[Segmentation mask data]
══════
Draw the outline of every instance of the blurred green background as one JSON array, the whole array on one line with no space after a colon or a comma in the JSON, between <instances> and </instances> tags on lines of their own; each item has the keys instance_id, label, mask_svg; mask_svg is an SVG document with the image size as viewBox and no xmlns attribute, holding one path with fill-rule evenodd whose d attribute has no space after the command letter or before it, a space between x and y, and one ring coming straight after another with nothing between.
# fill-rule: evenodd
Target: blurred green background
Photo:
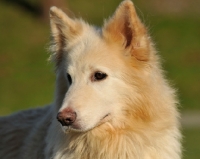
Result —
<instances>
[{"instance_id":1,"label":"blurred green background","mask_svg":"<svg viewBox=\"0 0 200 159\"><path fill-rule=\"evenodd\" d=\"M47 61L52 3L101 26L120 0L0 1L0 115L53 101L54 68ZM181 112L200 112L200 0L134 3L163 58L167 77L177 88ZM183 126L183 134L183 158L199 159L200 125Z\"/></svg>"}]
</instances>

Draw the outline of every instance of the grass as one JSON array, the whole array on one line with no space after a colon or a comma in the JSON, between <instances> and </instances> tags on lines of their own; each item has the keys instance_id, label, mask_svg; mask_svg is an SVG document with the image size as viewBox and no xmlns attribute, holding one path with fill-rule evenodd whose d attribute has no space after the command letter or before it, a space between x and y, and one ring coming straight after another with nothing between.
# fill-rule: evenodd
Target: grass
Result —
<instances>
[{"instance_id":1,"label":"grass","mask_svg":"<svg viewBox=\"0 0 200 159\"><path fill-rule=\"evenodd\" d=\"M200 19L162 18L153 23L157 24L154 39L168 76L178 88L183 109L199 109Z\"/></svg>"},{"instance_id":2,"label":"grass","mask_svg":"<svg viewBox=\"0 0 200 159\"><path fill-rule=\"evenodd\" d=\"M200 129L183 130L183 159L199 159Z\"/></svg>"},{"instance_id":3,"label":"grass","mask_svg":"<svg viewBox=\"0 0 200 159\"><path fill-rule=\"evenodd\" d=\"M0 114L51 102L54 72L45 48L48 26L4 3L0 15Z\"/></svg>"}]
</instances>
══════
> Instructions to follow: Copy down every line of the entries containing the word "Target".

> Task output:
Target: blurred green background
Target: grass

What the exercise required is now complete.